El Presidente ha dicho que no se quedará callado frente a la prensa que critica sus políticas. Es lo que corresponde a su papel. Nadie ha dicho que deba hacer lo contrario, y menos que las empresas periodísticas deban quedar exceptuadas del riesgo empresario, pero quedará como un charlatán si vuelve a hablar de periodistas “ensobrados” o de medios que se han prostituido por la “pauta oficial” y no denuncia simultáneamente, con absoluta claridad, el nombre de aquellos a quienes se ha referido elípticamente. No causa gracia el peligro de quiebra de una empresa periodística o de cualquier otro orden. Lo impiden mil razones; la principal es la de constituir una fuente de trabajo legal.

Si la decisión del primer mandatario es no quedarse callado, deberá tener entonces el coraje de asumir en plenitud las responsabilidades inherentes a lo que dice. Mientras tanto, deberá ejercitarse en el dominio un poco más ejemplar, al menos, de una lengua cuyos primeros vestigios datan de San Millán de la Cogolla, Rioja, en la última parte del primer milenio de nuestra era. Una lengua, en fin, que ha contribuido notablemente desde Cervantes a la cultura universal.

Sería deseable, pues, que nuestro presidente hablara como manda Dios, a quien invoca con frecuencia y esperemos que no en vano.
* * *
Enunciado A> Reproduce tal cual el tramo de los registros que va desde su comienzo hasta la línea que contiene "[70,56,75,59]", ambos extremos incluidos.

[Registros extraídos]
* * *
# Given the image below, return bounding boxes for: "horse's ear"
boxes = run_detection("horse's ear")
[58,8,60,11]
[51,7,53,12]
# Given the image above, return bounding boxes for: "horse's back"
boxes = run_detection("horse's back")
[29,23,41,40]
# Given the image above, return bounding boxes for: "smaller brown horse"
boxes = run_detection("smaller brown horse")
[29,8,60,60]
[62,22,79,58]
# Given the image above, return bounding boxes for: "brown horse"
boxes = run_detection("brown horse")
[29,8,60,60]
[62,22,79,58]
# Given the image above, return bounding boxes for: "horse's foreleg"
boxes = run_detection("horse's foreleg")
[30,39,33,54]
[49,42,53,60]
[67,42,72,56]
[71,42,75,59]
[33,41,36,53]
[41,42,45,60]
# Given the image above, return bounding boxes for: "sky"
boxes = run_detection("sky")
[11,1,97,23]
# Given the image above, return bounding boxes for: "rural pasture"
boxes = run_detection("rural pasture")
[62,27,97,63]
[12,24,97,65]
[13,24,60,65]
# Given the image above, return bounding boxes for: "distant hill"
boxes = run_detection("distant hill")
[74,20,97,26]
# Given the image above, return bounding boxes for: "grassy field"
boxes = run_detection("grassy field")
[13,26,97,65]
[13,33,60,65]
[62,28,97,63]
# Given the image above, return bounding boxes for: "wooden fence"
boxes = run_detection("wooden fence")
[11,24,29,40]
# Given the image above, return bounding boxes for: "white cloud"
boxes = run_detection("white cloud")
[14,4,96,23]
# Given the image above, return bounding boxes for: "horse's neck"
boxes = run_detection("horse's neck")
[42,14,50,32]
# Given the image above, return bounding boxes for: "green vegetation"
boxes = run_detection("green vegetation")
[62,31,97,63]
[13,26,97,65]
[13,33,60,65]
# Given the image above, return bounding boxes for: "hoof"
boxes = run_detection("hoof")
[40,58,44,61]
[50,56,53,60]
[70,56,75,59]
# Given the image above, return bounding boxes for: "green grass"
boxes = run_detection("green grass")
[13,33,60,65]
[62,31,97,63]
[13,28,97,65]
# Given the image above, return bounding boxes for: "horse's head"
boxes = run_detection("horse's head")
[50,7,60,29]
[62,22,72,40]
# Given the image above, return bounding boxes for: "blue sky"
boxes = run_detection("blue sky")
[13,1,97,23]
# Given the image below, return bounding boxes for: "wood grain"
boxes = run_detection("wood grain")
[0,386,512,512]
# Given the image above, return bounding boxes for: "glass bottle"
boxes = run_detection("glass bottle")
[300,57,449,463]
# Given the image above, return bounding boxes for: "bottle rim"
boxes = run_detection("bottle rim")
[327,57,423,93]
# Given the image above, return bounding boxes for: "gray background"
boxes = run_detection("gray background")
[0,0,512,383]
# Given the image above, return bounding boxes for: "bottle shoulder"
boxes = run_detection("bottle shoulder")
* * *
Enunciado B>
Según el pasaje sobre el Presidente y la prensa:
(i) ¿Cuál es, según el pasaje, la principal razón por la que no causa gracia el peligro de quiebra de una empresa periodística?
(ii) ¿Dónde y cuándo se sitúan los primeros vestigios de la lengua mencionada?
(iii) ¿Cómo desearía el pasaje que hablara el presidente?

Respuesta completa A>
# Given the image below, return bounding boxes for: "horse's ear"
boxes = run_detection("horse's ear")
[58,8,60,11]
[51,7,53,12]
# Given the image above, return bounding boxes for: "horse's back"
boxes = run_detection("horse's back")
[29,23,41,40]
# Given the image above, return bounding boxes for: "smaller brown horse"
boxes = run_detection("smaller brown horse")
[29,8,60,60]
[62,22,79,58]
# Given the image above, return bounding boxes for: "brown horse"
boxes = run_detection("brown horse")
[29,8,60,60]
[62,22,79,58]
# Given the image above, return bounding boxes for: "horse's foreleg"
boxes = run_detection("horse's foreleg")
[30,39,33,54]
[49,42,53,60]
[67,42,72,56]
[71,42,75,59]
[33,41,36,53]
[41,42,45,60]
# Given the image above, return bounding boxes for: "sky"
boxes = run_detection("sky")
[11,1,97,23]
# Given the image above, return bounding boxes for: "rural pasture"
boxes = run_detection("rural pasture")
[62,27,97,63]
[12,24,97,65]
[13,24,60,65]
# Given the image above, return bounding boxes for: "distant hill"
boxes = run_detection("distant hill")
[74,20,97,26]
# Given the image above, return bounding boxes for: "grassy field"
boxes = run_detection("grassy field")
[13,26,97,65]
[13,33,60,65]
[62,28,97,63]
# Given the image above, return bounding boxes for: "wooden fence"
boxes = run_detection("wooden fence")
[11,24,29,40]
# Given the image above, return bounding boxes for: "white cloud"
boxes = run_detection("white cloud")
[14,4,96,23]
# Given the image above, return bounding boxes for: "horse's neck"
boxes = run_detection("horse's neck")
[42,14,50,32]
# Given the image above, return bounding boxes for: "green vegetation"
boxes = run_detection("green vegetation")
[62,31,97,63]
[13,26,97,65]
[13,33,60,65]
# Given the image above, return bounding boxes for: "hoof"
boxes = run_detection("hoof")
[40,58,44,61]
[50,56,53,60]
[70,56,75,59]

Respuesta completa B>
(i) Constituye una fuente de trabajo legal.
(ii) En San Millán de la Cogolla, Rioja, en la última parte del primer milenio de nuestra era.
(iii) Como manda Dios.